Pull out every line of the records below that contains the word "pale", treating uppercase and lowercase as different.

Start

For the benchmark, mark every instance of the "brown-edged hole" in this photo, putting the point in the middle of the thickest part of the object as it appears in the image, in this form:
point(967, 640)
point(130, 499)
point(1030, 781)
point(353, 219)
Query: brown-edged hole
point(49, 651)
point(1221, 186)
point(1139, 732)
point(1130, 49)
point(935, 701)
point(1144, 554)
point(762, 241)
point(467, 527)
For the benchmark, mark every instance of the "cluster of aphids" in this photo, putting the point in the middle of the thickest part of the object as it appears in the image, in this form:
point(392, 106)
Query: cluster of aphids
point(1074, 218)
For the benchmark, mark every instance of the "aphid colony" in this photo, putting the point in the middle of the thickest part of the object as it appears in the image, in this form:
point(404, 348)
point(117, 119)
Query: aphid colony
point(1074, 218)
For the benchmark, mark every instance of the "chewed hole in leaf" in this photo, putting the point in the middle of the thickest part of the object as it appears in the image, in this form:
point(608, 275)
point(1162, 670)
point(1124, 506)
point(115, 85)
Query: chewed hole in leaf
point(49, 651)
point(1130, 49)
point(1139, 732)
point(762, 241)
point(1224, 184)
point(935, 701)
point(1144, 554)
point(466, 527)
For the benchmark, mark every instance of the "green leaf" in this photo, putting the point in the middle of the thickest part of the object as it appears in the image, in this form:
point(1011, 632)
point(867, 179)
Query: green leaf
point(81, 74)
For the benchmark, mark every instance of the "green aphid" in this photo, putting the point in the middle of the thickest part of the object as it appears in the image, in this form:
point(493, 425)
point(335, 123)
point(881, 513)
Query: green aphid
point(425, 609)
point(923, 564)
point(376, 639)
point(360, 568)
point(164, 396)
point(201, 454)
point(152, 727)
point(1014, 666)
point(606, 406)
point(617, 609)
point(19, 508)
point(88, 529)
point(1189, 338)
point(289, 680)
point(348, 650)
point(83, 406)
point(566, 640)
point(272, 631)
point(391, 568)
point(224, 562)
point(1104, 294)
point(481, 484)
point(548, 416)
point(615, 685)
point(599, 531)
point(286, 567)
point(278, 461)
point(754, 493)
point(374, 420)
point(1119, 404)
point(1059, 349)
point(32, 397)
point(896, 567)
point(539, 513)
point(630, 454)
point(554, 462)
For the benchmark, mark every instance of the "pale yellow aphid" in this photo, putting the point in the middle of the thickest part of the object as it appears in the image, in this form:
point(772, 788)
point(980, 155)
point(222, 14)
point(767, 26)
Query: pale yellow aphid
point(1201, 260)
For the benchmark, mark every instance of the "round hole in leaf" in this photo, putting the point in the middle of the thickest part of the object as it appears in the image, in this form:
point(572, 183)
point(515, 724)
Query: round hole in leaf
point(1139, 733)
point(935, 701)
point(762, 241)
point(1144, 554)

End

### Final result
For the benchmark, mark every instance of the "pale yellow aphid" in this photo, putting the point in the middle of the thickest part of the object as it appears in the image, in this form:
Query: pale yellow aphid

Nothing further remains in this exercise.